**Stated exercise 1**
List every category of expense or saving that the article on income tax deductions says the Income Tax Act provides deductions for.

---- Article

Income Tax Deductions & Section 80 List
Income tax deductions are reductions allowed under the Income Tax Act that help taxpayers lower their taxable income and overall tax liability. These deductions are available under various sections such as 80C, 80D, 80E, and others. Salaried individuals and pensioners can also claim a standard deduction without submitting investment proof.
Income Tax Deduction (Quick Explanation)
Income tax deductions help individuals and businesses save tax legally by reducing taxable income. The Income Tax Act provides deductions for investments, insurance, healthcare, education loans, donations, housing loans, and retirement savings.
One of the most common deductions is the Standard Deduction, which is a fixed deduction available to salaried employees and pensioners. Apart from this, deductions under Sections 80C to 80U help taxpayers claim tax benefits for eligible expenses and investments.
Choosing between the old tax regime and new tax regime is important because most deductions are available only under the old regime.
Key Points
- Standard deduction is available without proof submission.
- Section 80 deductions reduce taxable income legally.
- Most deductions apply only under the old tax regime.
- Deductions support savings, healthcare, and investments.
- NRIs can also claim selected tax deductions.
- Proper tax planning helps reduce overall tax liability.
What is Standard Deduction?

--------
---- Rows

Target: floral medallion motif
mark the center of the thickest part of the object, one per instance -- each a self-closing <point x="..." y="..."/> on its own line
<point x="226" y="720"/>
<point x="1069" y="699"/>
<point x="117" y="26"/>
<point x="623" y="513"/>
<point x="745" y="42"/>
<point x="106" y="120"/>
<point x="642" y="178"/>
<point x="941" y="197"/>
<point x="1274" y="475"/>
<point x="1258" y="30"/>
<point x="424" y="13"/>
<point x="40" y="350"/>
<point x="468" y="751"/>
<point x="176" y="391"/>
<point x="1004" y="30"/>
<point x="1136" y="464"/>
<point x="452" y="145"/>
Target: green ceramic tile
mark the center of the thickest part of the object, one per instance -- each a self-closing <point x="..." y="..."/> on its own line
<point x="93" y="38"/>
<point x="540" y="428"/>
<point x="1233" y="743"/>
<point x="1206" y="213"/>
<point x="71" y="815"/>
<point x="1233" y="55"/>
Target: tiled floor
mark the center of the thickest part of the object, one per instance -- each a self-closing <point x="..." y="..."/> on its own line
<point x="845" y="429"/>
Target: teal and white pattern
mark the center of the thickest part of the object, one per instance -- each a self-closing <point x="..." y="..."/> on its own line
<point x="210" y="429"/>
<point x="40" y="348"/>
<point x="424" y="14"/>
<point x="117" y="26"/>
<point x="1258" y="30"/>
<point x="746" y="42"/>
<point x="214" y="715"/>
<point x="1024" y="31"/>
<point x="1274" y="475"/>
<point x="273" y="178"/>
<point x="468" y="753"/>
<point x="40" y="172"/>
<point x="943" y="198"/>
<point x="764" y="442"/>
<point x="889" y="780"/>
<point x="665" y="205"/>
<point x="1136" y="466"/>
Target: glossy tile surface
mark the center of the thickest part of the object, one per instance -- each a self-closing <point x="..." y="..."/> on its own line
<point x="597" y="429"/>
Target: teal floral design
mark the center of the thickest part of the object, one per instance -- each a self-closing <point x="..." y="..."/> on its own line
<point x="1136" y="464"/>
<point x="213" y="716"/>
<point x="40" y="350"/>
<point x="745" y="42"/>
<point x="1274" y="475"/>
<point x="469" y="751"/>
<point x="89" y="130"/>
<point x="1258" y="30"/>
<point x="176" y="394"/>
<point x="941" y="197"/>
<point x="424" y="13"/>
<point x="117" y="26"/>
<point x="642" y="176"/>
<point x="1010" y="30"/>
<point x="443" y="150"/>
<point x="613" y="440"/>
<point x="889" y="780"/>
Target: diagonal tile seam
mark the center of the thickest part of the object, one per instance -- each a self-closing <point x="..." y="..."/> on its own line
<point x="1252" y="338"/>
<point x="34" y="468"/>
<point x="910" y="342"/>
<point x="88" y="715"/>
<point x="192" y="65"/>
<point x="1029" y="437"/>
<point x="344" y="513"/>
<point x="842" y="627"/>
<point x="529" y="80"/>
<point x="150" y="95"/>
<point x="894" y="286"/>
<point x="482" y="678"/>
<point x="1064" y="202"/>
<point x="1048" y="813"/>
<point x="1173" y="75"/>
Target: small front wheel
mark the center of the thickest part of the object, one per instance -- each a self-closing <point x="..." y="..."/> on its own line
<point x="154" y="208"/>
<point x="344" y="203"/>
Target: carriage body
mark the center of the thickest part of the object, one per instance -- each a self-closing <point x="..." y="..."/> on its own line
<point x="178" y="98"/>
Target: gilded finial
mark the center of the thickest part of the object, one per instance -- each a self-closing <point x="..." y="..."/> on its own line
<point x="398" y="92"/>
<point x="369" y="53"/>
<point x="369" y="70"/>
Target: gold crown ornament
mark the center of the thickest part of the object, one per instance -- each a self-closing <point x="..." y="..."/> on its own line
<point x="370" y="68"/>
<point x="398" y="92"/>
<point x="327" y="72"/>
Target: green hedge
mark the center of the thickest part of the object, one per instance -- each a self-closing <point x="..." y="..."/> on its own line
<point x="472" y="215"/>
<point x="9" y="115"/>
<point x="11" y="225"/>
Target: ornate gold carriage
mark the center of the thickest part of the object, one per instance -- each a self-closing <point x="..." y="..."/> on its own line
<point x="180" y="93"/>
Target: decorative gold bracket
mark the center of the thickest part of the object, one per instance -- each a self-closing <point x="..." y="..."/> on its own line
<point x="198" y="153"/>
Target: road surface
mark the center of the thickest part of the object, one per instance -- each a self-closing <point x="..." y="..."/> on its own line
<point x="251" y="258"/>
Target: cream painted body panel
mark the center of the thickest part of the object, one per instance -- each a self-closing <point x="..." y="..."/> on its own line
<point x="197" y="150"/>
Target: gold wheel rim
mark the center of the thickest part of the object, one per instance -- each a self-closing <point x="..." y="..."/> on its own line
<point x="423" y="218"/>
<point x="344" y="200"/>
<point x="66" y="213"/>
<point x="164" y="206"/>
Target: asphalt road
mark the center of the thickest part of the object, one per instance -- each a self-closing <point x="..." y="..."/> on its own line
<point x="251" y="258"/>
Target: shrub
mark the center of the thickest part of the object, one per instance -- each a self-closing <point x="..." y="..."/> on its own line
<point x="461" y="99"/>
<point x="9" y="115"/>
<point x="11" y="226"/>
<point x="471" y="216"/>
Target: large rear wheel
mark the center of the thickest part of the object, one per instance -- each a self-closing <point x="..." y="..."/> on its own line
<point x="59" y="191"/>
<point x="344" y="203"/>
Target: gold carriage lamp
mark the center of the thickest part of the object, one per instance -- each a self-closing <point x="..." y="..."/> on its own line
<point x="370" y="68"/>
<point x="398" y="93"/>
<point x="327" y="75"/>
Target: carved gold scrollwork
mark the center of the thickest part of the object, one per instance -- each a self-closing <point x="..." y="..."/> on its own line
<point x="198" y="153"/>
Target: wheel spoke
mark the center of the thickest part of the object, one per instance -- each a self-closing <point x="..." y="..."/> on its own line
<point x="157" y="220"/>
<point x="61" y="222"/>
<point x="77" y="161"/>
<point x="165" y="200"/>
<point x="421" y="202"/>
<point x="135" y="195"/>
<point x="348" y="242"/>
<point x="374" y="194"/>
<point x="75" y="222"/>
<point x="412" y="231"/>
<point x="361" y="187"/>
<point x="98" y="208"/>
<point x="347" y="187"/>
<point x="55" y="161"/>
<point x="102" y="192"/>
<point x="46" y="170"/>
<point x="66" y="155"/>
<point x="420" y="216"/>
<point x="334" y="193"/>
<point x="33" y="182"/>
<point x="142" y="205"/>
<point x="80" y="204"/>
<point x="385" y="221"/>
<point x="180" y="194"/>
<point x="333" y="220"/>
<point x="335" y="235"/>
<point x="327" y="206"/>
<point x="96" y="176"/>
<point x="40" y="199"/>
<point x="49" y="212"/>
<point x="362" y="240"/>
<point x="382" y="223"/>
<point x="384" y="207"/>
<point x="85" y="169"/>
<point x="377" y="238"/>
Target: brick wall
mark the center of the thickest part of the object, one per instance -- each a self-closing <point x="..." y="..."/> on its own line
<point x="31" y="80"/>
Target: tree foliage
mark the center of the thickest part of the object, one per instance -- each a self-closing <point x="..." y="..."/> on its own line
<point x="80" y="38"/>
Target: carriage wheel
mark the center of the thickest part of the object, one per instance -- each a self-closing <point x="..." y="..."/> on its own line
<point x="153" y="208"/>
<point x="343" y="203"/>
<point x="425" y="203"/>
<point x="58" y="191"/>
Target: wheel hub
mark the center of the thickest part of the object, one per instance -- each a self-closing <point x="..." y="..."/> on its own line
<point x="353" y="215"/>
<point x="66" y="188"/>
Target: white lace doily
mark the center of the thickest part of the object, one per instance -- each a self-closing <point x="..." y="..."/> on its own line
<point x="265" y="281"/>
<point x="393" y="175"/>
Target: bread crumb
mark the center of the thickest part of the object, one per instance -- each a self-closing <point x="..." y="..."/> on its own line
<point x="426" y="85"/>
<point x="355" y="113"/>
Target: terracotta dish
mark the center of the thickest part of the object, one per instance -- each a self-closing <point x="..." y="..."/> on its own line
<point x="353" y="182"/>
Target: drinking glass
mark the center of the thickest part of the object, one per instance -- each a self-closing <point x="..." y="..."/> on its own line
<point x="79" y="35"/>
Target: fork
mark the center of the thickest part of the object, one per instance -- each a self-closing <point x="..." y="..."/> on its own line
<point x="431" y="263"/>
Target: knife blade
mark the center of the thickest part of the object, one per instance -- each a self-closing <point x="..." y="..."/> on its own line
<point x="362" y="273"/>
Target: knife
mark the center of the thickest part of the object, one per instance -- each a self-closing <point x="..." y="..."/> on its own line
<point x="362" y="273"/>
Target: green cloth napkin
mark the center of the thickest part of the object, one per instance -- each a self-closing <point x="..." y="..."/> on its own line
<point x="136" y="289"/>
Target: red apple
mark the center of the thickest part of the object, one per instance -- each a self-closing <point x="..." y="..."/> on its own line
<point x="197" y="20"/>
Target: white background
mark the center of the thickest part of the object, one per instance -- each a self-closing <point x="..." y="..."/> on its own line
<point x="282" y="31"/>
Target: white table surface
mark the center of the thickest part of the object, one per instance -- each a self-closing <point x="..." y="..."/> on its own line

--------

**Stated exercise 2**
In the entries, write out everything from the line containing "Target: red apple" down to the last line of the entries, with "white" replaced by "gray" and nothing else changed.

**Solution 1**
- investments
- insurance
- healthcare
- education loans
- donations
- housing loans
- retirement savings

**Solution 2**
Target: red apple
mark the center of the thickest part of the object, one per instance -- each a self-closing <point x="..." y="..."/> on its own line
<point x="197" y="20"/>
Target: gray background
mark the center of the thickest part of the object, one per instance -- each a self-closing <point x="..." y="..."/> on its own line
<point x="282" y="31"/>
Target: gray table surface
mark the center of the thickest part of the object, one per instance -- each a self-closing <point x="..." y="..."/> on its own line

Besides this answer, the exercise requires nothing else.